● Aim of the task: Please restate, word for word, the lines below that begin at the one with "Planogram-check task. Target: bicep" and end at the one with "Planogram-check task. Target: black tank top". Leave out all other lines.

● Entries provided:
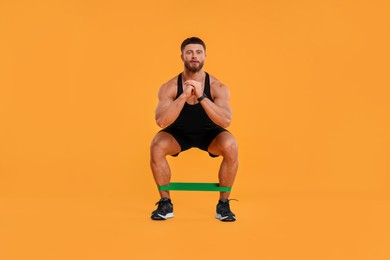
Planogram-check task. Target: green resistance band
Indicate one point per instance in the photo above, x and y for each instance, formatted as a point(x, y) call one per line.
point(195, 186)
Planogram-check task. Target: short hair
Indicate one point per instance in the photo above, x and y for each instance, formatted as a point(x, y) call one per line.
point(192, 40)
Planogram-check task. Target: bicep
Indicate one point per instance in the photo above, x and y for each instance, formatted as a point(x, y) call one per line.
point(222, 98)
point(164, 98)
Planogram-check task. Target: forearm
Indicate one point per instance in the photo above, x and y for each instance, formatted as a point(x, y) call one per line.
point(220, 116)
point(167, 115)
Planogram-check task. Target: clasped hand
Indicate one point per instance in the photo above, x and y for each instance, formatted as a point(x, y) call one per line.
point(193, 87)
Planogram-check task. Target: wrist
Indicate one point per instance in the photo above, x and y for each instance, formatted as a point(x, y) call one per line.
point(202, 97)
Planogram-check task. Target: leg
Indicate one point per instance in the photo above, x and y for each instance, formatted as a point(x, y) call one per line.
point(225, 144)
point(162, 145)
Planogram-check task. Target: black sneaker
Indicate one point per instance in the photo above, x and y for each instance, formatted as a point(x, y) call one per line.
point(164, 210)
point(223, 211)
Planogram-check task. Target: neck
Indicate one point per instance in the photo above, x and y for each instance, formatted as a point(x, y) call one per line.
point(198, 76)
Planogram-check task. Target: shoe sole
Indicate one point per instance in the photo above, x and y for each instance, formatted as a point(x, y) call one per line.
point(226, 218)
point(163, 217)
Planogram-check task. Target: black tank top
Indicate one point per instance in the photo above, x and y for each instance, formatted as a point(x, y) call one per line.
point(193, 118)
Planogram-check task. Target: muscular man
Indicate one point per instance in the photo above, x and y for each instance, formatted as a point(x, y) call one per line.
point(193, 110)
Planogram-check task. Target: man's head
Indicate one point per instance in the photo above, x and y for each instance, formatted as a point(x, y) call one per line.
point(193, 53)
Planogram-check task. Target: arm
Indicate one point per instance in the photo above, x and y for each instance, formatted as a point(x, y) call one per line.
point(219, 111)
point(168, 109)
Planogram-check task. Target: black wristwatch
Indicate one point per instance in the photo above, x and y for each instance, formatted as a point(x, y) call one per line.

* * *

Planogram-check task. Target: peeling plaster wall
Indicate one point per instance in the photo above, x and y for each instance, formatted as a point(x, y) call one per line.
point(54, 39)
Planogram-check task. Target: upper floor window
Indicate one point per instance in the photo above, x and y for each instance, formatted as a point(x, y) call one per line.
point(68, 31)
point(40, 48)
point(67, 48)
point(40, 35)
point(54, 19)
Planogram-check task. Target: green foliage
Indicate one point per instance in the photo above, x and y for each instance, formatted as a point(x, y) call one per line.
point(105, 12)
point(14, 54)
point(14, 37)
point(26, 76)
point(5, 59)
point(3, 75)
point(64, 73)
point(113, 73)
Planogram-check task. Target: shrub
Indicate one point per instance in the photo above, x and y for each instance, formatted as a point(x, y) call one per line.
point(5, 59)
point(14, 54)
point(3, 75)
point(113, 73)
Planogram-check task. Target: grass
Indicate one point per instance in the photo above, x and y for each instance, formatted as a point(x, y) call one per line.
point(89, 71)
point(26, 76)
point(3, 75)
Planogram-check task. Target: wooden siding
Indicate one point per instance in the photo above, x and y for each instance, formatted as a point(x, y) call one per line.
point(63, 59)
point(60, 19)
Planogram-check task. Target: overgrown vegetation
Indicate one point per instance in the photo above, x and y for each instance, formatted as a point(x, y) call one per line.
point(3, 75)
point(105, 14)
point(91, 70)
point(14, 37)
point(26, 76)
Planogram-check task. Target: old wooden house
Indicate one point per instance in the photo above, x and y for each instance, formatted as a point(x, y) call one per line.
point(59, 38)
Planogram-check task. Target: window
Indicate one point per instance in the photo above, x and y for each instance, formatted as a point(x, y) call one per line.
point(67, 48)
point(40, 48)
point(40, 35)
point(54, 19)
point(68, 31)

● Task response:
Planogram-check task. Target: bicep
Indicate one point per instance in the photo above, x and y for each instance, formatted as a point(x, y) call one per line.
point(222, 98)
point(164, 98)
Planogram-check task. Target: forearm
Indicate one point per instance in the photo above, x and y for each instance, formatted as a point(x, y) call one per line.
point(220, 116)
point(167, 115)
Planogram-check task. Target: clasped hand
Indicate one point per instance in the photo above, x and y for each instance, formatted as a point(x, y) call one per line.
point(193, 87)
Planogram-check task. Target: wrist
Indicate one point per instance in the photo above, x and y for each instance, formatted as a point(x, y) call one per line.
point(202, 97)
Planogram-check task. Target: leg
Indicate one point per instance in the photo above, x and y for each instance, formatted as a point(x, y) call one per line.
point(225, 144)
point(162, 145)
Planogram-check task. Target: black sneaker
Indicate one point per instance in the photo above, x and y for each instance, formatted as a point(x, y) call one per line.
point(164, 210)
point(223, 211)
Planogram-check task. Target: neck
Indicate one point per instance in the photo above, x and y for each instance, formatted as a point(x, y) call one per line.
point(198, 76)
Planogram-check task. Target: shoe sole
Indicate one point per instance in the photo above, x and y for each instance, formatted as a point(x, y) call one per line.
point(226, 218)
point(163, 217)
Planogram-check task. Target: black tank top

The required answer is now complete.